*AIM OF THE EXERCISE*
An exact reproduction of all entries is required.

Top of DATA

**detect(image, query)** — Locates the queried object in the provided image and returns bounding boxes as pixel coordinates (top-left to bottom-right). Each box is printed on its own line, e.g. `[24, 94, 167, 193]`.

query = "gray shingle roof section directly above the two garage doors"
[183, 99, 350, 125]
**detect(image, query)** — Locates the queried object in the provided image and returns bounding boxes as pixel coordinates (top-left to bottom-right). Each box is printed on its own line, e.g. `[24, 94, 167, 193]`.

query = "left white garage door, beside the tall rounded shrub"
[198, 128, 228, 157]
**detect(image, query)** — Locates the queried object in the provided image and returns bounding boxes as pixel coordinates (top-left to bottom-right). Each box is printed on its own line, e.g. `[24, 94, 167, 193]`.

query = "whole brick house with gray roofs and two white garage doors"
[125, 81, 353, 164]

Bottom of DATA

*RESULT OF THE TASK*
**detect(image, query)** — Locates the queried object in the provided image and returns bounding boxes as pixel coordinates (top-left to bottom-right). Each box is printed on its own line, e.g. `[24, 94, 167, 193]`.

query = "gray shingle roof section directly above the two garage doors"
[183, 99, 350, 125]
**detect(image, query)** — Locates the queried object in the provided image and returns bounding boxes as pixel coordinates (top-left to bottom-right). Each box is printed on its own line, e.g. `[24, 94, 167, 193]`.

query = "left white garage door, beside the tall rounded shrub"
[198, 128, 228, 157]
**detect(image, query)** — Locates the queried object in the provided image and returns bounding boxes as pixel coordinates (top-left to bottom-right). Each box is printed on its own line, e.g. `[24, 94, 167, 193]`.

query = "whole brick house with gray roofs and two white garage doors"
[125, 81, 353, 164]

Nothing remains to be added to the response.